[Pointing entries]
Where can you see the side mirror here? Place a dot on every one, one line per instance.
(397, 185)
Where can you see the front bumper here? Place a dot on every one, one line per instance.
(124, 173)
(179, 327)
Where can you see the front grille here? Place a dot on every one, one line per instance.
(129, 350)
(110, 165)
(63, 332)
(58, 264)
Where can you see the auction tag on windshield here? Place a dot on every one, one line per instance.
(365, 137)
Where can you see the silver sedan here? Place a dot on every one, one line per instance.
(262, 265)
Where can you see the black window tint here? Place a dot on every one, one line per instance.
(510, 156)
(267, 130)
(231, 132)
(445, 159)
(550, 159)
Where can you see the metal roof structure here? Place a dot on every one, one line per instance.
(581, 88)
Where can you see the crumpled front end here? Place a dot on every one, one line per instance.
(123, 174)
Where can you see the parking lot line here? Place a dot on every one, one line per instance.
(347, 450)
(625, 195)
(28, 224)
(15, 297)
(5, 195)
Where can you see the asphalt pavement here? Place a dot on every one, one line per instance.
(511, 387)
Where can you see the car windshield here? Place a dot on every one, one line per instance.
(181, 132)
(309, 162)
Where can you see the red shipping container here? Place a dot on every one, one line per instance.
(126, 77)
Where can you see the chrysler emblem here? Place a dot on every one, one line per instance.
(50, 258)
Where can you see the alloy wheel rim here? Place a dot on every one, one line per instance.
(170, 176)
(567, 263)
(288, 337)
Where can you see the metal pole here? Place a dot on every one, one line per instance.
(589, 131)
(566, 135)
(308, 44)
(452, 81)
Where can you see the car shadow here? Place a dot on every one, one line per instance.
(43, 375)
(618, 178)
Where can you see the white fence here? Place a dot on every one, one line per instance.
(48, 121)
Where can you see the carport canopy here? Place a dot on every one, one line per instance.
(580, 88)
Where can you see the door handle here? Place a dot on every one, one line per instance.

* [What the exercise asks] Copy the entries word for word, starting at the line that contains "Where can you see the crumpled" and continuing through the last entry.

* [The reply]
Where can you see the crumpled front end here? Place a dot on every one, one line per instance.
(123, 174)
Where can you see the parking lot line here? Place a dot on every one, one line per instance.
(347, 450)
(625, 195)
(28, 224)
(15, 297)
(5, 195)
Where can you see the asphalt pavement here? Place a dot on every one, one line per instance.
(511, 387)
Where can you see the car windshield here? Place a dot on every one, one line per instance.
(181, 132)
(309, 162)
Where can you see the red shipping container here? Place a dot on every one, one line per instance.
(126, 77)
Where can you see the chrysler emblem here? Place a dot on every one, one line per instance.
(50, 258)
Where can you see the alloy wheel rim here? Place a dot on every one, one line per instance.
(170, 176)
(567, 263)
(288, 337)
Where can you see the metal pole here? Place a dot on every one, one line per instance.
(589, 131)
(566, 135)
(308, 44)
(452, 81)
Where can you see the car shadow here? Place a dot on every one, one line per instance.
(43, 375)
(618, 178)
Where can you see the white fence here? Place a dot on every one, one line per instance.
(48, 121)
Where can you see the carport canopy here? Place a dot on every one, one line per instance.
(580, 88)
Where can you see the door handle here? Place a dot on every one, one line per instance.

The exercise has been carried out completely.